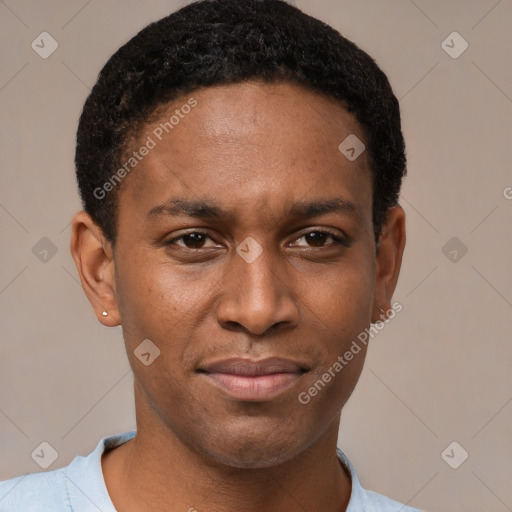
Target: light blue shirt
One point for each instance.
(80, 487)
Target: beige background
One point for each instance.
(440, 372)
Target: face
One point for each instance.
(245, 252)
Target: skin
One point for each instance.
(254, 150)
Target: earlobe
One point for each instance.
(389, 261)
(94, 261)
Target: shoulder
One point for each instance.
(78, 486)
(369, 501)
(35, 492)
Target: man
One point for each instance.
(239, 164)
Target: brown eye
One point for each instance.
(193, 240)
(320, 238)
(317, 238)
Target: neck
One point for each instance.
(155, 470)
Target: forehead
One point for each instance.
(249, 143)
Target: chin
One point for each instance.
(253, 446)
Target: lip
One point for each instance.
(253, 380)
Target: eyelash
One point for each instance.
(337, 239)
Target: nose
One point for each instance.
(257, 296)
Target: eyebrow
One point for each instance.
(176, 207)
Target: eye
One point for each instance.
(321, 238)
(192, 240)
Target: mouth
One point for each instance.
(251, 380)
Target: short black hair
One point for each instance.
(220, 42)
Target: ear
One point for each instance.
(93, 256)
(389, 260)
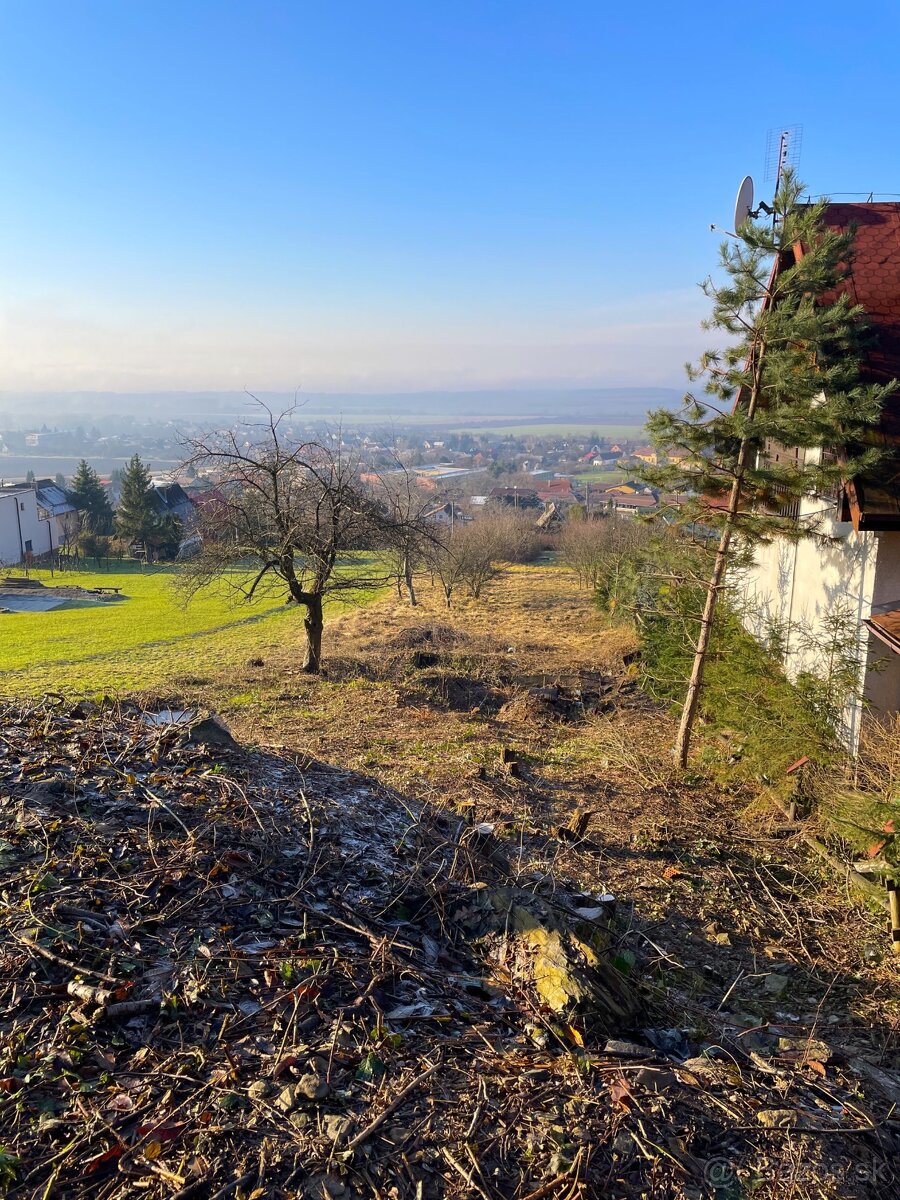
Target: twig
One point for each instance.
※ ※ ※
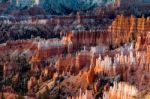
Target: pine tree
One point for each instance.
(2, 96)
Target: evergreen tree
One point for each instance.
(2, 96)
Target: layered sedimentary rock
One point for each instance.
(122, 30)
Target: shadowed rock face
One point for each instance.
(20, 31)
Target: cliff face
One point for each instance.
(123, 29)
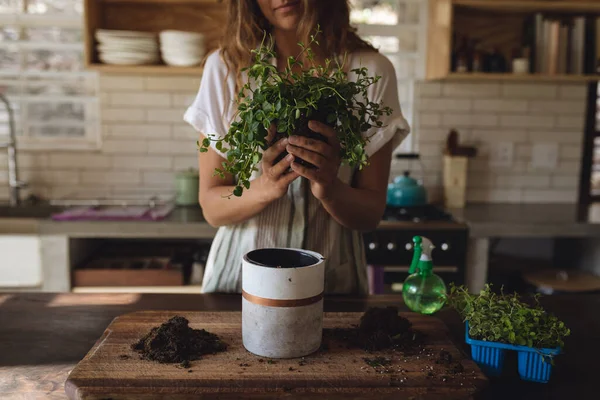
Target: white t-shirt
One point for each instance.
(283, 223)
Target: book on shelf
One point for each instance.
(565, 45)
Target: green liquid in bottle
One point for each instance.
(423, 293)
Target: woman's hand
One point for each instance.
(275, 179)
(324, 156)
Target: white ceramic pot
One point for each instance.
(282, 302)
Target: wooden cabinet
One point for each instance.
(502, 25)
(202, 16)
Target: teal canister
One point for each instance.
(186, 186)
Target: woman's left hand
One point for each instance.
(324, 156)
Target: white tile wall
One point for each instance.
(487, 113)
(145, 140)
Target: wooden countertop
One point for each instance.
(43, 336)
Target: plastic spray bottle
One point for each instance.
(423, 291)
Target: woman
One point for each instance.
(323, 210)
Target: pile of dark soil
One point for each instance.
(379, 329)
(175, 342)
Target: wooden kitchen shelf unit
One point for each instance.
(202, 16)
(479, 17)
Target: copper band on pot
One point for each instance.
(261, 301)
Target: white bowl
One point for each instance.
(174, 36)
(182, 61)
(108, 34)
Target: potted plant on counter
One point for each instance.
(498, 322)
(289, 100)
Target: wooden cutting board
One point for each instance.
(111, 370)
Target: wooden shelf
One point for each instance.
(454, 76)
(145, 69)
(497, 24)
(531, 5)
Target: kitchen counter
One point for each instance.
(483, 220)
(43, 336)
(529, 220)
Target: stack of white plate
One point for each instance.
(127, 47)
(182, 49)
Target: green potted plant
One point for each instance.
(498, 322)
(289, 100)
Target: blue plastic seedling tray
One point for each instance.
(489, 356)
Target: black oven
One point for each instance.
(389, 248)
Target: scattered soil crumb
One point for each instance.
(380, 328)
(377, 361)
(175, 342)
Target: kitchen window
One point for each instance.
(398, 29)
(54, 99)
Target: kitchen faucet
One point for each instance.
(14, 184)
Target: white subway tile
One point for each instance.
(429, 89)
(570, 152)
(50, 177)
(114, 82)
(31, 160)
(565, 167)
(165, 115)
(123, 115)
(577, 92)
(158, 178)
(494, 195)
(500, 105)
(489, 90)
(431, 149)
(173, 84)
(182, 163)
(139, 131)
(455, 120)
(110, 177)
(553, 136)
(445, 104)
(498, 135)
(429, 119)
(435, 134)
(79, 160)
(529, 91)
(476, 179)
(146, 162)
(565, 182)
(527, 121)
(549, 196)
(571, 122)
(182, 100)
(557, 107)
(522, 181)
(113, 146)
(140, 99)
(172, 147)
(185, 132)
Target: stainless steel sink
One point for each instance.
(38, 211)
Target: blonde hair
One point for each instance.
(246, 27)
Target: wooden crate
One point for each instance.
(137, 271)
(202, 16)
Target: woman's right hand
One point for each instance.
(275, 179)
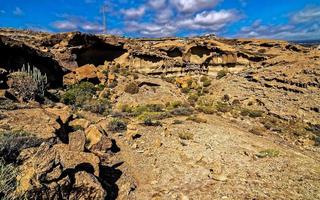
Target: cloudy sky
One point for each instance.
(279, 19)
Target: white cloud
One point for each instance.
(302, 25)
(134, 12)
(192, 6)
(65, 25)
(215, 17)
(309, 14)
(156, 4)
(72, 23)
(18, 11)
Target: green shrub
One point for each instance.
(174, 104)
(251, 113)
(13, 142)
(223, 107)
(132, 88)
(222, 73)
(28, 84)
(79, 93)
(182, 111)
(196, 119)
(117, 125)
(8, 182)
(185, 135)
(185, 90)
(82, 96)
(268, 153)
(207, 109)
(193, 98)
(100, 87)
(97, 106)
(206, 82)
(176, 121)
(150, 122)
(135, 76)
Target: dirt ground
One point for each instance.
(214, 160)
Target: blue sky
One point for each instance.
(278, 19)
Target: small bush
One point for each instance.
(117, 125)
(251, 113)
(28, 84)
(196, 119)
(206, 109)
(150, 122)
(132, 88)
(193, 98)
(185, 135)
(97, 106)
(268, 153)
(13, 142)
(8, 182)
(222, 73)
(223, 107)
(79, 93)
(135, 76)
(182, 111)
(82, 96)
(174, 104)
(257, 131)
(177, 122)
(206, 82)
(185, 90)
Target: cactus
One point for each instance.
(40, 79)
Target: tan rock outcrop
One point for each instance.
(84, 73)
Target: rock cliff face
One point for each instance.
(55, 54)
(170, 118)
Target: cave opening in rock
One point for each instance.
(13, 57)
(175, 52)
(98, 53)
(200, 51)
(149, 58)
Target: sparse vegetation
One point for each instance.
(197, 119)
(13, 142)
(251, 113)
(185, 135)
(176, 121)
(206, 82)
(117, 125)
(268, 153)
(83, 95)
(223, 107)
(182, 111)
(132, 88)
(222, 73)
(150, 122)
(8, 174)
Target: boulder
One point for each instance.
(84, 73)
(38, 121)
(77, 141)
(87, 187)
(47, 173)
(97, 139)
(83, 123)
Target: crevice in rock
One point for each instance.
※ ※ ※
### Given exercise:
List every line of the items above that contains the word "hand", copying each line in full. Treat uppercase and lowercase letters as different.

### Result of the task:
Target: woman's hand
Target: woman's left hand
Target: woman's right hand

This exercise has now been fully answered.